- [TEXTO FORNECIDO]:
***

Primeiro, o “autoritário” se torna o paradigma de controle contra a política e
a sociedade. Segundo, o “nacional” passa a acentuar a posição excepcional do
povo alemão e de sua identidade. Por fim, o “radical” passa a ser celebrado
como o estilo de mobilização por excelência, ultrapassando todas as fronteiras
emocionais, éticas e morais.
Ademais, para o autor,
presenciamos atualmente a ascensão de um capitalismo autoritário e de uma perda
de controle múltipla, o que é decisivo para a compreensão do fortalecimento
da extrema-direita. Com isso, ele percebe o ressurgimento do radicalismo
nacional autoritário não apenas como um problema relacionado a erros de
desenvolvimento do sistema político das democracias liberais, mas sim como uma
mudança de relações entre processos econômicos, sociais e políticos, os quais
conformam a “ambivalência da modernidade” (Bauman) e as velozes transformações em curso
na globalização[5].
Assim, a política
nacional vai sofrer a perda de controle, diante da vitória do controle
do capitalismo autoritário, por exemplo, com a política de desregulação,
produzida pelo próprio sistema político. Além disso, a perda de controle social
e individual de vários cidadãos será percebida por estes como perda de controle
político, o que vai levar à perda de confiança nos partidos políticos
estabelecidos e até mesmo na democracia como um todo. Algo bastante
semelhante pode ser visto no caso brasileiro. No geral, o que estes autores
estão mostrando é o triunfo do capitalismo indigno, pavimentando o caminho
para a ascensão de sentimentos, articulações e políticas de extrema-direita no
cenário atual.

***

- [Dados de localização de pontos]:

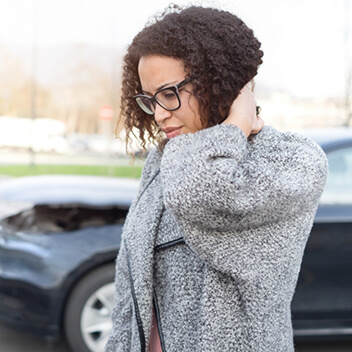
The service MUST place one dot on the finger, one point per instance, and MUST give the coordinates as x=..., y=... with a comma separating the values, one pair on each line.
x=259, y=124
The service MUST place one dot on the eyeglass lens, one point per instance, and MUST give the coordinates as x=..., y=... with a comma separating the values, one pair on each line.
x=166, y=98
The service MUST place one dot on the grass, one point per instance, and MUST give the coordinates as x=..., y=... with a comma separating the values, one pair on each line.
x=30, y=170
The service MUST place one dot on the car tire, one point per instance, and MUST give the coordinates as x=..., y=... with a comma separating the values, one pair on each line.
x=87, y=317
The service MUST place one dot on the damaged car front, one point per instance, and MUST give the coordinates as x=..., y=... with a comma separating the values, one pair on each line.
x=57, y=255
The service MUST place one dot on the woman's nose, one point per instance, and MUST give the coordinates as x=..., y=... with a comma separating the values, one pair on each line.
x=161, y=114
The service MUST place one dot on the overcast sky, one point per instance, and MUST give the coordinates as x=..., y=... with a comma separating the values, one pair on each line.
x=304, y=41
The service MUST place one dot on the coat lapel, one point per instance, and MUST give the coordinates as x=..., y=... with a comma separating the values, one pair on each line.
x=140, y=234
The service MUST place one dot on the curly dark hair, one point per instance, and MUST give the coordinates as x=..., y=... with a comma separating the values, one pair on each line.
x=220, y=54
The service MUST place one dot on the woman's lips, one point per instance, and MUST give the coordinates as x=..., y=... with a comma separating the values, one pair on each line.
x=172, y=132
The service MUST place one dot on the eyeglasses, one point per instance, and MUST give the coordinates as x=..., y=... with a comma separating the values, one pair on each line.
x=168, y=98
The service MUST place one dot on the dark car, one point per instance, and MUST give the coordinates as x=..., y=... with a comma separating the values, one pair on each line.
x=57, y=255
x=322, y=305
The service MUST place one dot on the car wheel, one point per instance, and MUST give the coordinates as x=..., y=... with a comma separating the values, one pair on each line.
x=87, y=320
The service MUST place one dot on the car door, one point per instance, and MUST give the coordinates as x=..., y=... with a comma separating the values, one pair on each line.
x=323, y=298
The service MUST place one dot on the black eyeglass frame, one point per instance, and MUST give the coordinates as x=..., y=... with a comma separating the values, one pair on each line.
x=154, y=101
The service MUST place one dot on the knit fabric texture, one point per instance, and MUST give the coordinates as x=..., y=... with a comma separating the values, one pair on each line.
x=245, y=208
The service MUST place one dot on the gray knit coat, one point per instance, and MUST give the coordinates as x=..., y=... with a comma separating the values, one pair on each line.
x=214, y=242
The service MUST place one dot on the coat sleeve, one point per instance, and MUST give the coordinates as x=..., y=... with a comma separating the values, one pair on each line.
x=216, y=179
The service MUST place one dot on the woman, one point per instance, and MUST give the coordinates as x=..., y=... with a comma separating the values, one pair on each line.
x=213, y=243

***

- [TAREFA SOLICITADA A]:
Conforme o texto fornecido, que tipo de capitalismo o autor afirma estar em ascensão atualmente?
- [TAREFA SOLICITADA B]:
Reproduza fielmente o trecho do texto fornecido que se inicia com as palavras que contêm "Assim, a política" e se encerra com "cenário atual.".

- [RESPOSTA A]:
Um capitalismo autoritário.

- [RESPOSTA B]:
Assim, a política
nacional vai sofrer a perda de controle, diante da vitória do controle
do capitalismo autoritário, por exemplo, com a política de desregulação,
produzida pelo próprio sistema político. Além disso, a perda de controle social
e individual de vários cidadãos será percebida por estes como perda de controle
político, o que vai levar à perda de confiança nos partidos políticos
estabelecidos e até mesmo na democracia como um todo. Algo bastante
semelhante pode ser visto no caso brasileiro. No geral, o que estes autores
estão mostrando é o triunfo do capitalismo indigno, pavimentando o caminho
para a ascensão de sentimentos, articulações e políticas de extrema-direita no
cenário atual.